> **BRANO FORNITO**
= = =

Ventinovesima domenica del T. O.
Un giocatore del
Napoli dopo una partita a Cesena che non era finita molto bene per la squadra
partenopea ha detto: «Su questo campo ci
si stanca di più». Non so quali conformazioni rendano un terreno di gioco
meno faticoso di un altro, ma anche nella vita di fede c’è un campo che ci
stanca: quello della preghiera. Iniziamo a pregare ma poi ci perdiamo, la testa
va altrove, ci sembra che ci siano delle cose più importanti e che Dio gradisca
più le nostre azioni che le nostre riflessioni. E così abbandoniamo la
preghiera e consegniamo la nostra vita alla superficialità o ad altre
occupazioni. Gesù, invece, oggi afferma chiaramente la necessità di pregare sempre senza stancarsi. Che cosa vuol dire?
1.

= = =

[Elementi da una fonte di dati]
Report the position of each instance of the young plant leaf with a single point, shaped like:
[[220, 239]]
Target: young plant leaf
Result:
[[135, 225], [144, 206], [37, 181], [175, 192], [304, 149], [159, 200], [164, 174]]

= = =

> **COSA SI CHIEDE**
**1.** Rispondi a queste domande sul brano:
(a) In quale città si era giocata la partita dopo cui ha parlato il giocatore del Napoli?
(b) Quale campo della vita di fede, secondo il brano, ci stanca?
(c) Che cosa afferma chiaramente Gesù?
**2.** Riporta per intero tutte le righe dei dati e moltiplica per 0,25 ogni coordinata che compare nei risultati, e solo lì. Arrotonda ciascun valore all'intero più vicino, con le metà per eccesso.

> **RISPOSTE PER COMPITO**
**1.**
(a) A Cesena.
(b) Quello della preghiera.
(c) La necessità di pregare sempre senza stancarsi.

**2.**
Report the position of each instance of the young plant leaf with a single point, shaped like:
[[220, 239]]
Target: young plant leaf
Result:
[[34, 56], [36, 52], [9, 45], [44, 48], [76, 37], [40, 50], [41, 44]]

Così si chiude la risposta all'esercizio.